Portion of a data file:
:::::
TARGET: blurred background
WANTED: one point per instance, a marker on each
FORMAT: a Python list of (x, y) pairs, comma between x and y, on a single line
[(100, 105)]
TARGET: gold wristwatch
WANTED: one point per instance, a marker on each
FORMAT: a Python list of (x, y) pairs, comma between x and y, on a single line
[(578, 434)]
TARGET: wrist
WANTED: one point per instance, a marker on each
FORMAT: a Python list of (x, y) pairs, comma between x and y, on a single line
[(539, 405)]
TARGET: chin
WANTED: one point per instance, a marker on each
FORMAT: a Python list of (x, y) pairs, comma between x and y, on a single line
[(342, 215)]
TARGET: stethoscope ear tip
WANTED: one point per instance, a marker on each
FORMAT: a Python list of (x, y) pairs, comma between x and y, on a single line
:::::
Exercise directions: Please copy out the part of the data above that opens with the line containing "TARGET: wrist" and closes with the last line of the data, keeping every line as it is.

Exercise response:
TARGET: wrist
WANTED: one point per instance, a marker on each
FORMAT: a Python list of (x, y) pairs, comma between x and y, on a single line
[(539, 405)]
TARGET: chin
WANTED: one point per instance, a marker on each
FORMAT: a Python list of (x, y) pairs, comma between x and y, on a single line
[(342, 215)]
TARGET: stethoscope ear tip
WANTED: one point per instance, a marker on each
FORMAT: a Python list of (x, y) pairs, comma between x and y, on a single line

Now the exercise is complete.